INSTRUCTIONS FOR THE TASK: Produce a word-for-word copy of the data that follows, excluding images.

SUPPLIED MATERIAL:
-*-

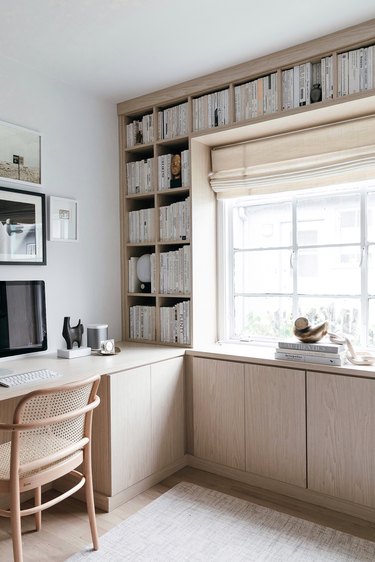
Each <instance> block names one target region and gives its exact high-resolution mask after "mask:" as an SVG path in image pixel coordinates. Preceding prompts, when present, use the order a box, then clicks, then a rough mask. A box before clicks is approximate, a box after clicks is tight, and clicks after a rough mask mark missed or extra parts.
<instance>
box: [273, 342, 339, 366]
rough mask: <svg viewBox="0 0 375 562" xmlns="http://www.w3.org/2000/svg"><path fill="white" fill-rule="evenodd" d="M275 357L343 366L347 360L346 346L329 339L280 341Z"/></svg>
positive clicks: (285, 360) (309, 362) (312, 362)
mask: <svg viewBox="0 0 375 562" xmlns="http://www.w3.org/2000/svg"><path fill="white" fill-rule="evenodd" d="M275 359H282V360H284V361H299V362H302V363H318V364H320V365H333V366H338V367H341V366H342V365H344V364H345V362H346V346H345V344H335V343H330V342H329V341H324V342H323V341H321V342H318V343H304V342H301V341H279V343H278V347H277V348H276V351H275Z"/></svg>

-*-

ANSWER SPACE:
Each <instance> block names one target region and gives its exact high-resolution mask after "mask:" as an SVG path in image pixel coordinates. Preceding prompts, when present, use the order a box, then clicks, then a rough mask. A box before clicks is approximate, a box after clicks is tight, and clicks after a rough mask mark missed or extra parts.
<instance>
box: [273, 342, 339, 366]
rough mask: <svg viewBox="0 0 375 562" xmlns="http://www.w3.org/2000/svg"><path fill="white" fill-rule="evenodd" d="M275 357L343 366L347 360L346 346L329 339L280 341Z"/></svg>
positive clicks: (285, 360) (309, 362) (312, 362)
mask: <svg viewBox="0 0 375 562" xmlns="http://www.w3.org/2000/svg"><path fill="white" fill-rule="evenodd" d="M275 359H282V360H284V361H299V362H302V363H318V364H320V365H333V366H338V367H341V366H342V365H344V364H345V362H346V346H345V344H335V343H330V342H329V341H324V342H323V341H321V342H318V343H304V342H301V341H279V343H278V347H277V348H276V351H275Z"/></svg>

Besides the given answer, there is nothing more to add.